> _Textauszug_
..........
OGH vom 13.09.2012, 6Ob74/12v

OGH vom 13.09.2012, 6Ob74/12v

Kopf

Der Oberste Gerichtshof hat durch den Senatspräsidenten des Obersten Gerichtshofs Hon. Prof. Dr. Pimmer als Vorsitzenden und durch die Hofräte des Obersten Gerichtshofs Dr. Schramm, Dr. Gitschthaler, Univ. Prof. Dr. Kodek und Dr. Nowotny als weitere Richter in der Verlassenschaftssache des am verstorbenen Dr. E***** S***** über den Revisionsrekurs der erbantrittserklärten Erben 1. S***** S*****-A*****, 2. Dipl. Ing. E***** S 3. B***** O*****, 4. Dr. S***** S*****, alle vertreten durch Dr. Sepp Manhart und andere Rechtsanwälte in Bregenz, gegen den Beschluss des Landesgerichts Innsbruck als Rekursgericht vom , GZ 53 R 118/11h 100, mit dem der Beschluss des Bezirksgerichts Bregenz vom , GZ 7 A 115/09t 83, bestätigt wurde, in nichtöffentlicher Sitzung den

Beschluss

gefasst:

Spruch

Dem Revisionsrekurs wird Folge gegeben .
..........
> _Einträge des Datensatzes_
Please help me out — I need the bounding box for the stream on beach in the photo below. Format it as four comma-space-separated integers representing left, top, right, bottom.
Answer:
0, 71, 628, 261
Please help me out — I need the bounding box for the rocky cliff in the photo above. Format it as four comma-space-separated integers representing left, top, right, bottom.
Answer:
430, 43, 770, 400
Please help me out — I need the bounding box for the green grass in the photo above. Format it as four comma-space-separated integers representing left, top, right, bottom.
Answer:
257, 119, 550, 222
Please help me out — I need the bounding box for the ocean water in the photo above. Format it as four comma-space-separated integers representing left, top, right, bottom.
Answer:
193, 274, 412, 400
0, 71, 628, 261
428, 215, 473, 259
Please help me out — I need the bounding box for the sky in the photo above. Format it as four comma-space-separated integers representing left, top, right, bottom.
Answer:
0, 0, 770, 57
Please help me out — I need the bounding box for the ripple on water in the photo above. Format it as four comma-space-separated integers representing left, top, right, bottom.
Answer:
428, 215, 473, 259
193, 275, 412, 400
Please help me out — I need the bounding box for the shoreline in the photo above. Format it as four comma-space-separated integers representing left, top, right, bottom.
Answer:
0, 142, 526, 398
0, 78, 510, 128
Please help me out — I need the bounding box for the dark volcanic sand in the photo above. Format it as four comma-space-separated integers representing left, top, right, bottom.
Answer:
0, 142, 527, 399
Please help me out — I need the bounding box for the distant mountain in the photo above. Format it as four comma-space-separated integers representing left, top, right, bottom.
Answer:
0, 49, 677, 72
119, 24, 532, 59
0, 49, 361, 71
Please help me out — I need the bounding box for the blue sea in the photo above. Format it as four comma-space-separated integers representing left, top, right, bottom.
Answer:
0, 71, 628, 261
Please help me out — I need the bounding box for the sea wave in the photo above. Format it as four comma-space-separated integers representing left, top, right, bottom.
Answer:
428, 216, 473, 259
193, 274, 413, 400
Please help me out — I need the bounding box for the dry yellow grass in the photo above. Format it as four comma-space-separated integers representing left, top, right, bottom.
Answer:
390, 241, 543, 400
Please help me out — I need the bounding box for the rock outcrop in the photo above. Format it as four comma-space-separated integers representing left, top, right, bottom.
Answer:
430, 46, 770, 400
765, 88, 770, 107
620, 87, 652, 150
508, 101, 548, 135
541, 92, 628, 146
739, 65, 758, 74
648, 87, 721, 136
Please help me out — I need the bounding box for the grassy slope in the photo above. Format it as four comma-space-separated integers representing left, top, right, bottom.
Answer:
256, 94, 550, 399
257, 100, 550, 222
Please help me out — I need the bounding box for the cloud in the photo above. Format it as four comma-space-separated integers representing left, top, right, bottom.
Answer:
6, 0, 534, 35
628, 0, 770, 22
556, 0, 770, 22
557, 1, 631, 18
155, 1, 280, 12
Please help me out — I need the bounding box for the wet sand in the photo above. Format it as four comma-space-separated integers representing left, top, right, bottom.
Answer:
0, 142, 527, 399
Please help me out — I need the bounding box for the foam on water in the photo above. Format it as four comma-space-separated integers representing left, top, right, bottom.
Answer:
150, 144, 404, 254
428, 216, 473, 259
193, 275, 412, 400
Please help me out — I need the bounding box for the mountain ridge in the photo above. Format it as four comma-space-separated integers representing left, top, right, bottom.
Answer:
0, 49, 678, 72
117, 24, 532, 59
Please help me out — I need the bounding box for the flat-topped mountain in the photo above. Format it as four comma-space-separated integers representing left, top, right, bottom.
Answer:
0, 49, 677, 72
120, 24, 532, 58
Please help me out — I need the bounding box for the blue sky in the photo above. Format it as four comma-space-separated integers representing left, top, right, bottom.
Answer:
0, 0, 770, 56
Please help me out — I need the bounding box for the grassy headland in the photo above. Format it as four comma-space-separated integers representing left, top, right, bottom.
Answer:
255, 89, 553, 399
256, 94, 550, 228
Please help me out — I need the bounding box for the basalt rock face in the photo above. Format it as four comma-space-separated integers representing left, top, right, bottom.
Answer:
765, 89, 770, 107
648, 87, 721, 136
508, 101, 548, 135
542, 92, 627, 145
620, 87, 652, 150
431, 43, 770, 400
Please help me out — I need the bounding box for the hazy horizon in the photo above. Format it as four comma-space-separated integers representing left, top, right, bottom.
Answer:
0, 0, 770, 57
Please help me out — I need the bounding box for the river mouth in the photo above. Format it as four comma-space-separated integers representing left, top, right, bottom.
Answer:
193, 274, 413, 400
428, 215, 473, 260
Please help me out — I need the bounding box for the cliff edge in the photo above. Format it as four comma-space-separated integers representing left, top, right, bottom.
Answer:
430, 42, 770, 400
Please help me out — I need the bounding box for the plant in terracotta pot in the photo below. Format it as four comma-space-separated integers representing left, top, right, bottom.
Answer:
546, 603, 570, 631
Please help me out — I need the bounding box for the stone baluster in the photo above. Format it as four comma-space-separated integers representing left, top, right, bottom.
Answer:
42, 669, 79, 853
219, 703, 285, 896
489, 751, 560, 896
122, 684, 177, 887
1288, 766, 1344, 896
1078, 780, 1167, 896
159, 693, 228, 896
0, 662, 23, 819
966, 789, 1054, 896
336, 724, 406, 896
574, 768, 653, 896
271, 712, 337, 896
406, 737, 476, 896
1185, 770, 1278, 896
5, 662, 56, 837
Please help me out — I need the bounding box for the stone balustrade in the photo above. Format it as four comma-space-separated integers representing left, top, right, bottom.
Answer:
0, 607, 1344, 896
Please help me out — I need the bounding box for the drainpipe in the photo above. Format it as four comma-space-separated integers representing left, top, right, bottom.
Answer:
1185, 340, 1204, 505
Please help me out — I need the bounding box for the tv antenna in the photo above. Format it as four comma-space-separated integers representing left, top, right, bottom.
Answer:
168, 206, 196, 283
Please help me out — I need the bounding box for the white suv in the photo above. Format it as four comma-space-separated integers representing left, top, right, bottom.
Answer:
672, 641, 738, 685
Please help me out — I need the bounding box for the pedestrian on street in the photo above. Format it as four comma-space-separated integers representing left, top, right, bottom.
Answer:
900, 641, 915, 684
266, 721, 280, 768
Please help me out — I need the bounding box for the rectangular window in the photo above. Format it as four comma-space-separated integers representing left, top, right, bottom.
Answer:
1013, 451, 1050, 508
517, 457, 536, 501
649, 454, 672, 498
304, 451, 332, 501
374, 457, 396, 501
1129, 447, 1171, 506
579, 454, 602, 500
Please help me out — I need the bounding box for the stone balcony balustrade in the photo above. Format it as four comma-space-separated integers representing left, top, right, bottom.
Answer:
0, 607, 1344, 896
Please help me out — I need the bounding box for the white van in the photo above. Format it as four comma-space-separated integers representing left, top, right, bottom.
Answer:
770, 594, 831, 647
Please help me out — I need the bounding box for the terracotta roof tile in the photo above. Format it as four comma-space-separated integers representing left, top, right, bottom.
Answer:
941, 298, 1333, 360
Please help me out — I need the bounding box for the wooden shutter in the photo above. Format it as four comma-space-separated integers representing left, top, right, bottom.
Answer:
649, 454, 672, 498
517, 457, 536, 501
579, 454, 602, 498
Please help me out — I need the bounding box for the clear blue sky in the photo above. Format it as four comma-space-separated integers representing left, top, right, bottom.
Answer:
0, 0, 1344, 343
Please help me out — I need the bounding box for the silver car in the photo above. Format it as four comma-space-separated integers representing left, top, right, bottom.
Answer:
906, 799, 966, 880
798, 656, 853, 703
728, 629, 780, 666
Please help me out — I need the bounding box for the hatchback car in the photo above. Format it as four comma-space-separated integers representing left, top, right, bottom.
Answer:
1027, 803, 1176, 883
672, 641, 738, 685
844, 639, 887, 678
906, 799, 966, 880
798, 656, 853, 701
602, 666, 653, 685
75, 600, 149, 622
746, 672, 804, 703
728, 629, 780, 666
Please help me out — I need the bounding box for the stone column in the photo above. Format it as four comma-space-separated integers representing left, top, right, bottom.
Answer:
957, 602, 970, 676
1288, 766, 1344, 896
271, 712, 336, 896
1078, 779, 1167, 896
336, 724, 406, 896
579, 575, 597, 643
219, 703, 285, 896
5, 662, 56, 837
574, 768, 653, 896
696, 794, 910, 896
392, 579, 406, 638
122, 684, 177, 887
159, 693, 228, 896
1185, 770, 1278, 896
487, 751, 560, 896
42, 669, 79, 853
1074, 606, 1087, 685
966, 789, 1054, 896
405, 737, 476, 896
..........
> _Aufgabe A_
Welches Gericht entschied laut dem Auszug aus dem OGH-Beschluss als Rekursgericht?
> _Aufgabe B_
Führe den Auszug aus dem OGH-Beschluss nach seinem letzten Satz fort.
Das Material wird hier nicht gebraucht.

> _Ergebnis A_
Das Landesgericht Innsbruck.

> _Ergebnis B_
Die Entscheidungen der Vorinstanzen werden dahin abgeändert , dass der Antrag der Vermächtnisnehmerin H***** R***** G*****, vertreten durch Dr. Gerwin Brandauer, Rechtsanwalt in Salzburg, vom 3. 8. beziehungsweise beziehungsweise auf Sicherstellung ihres Vermächtnisses unter Fristsetzung abgewiesen wird.

Der Antrag auf Zuspruch der Kosten des Rechtsmittelverfahrens wird abgewiesen.

Text

Begründung:

Die Erstrevisionsrekurswerberin ist die Witwe, die Zweit- bis Viertrevisionsrekurswerber sind die Kinder des am verstorbenen Dr. E***** S*****; sie haben am aufgrund des Gesetzes bedingte Erbantrittserklärungen abgegeben. H***** R***** G***** war die Lebensgefährtin des Erblassers.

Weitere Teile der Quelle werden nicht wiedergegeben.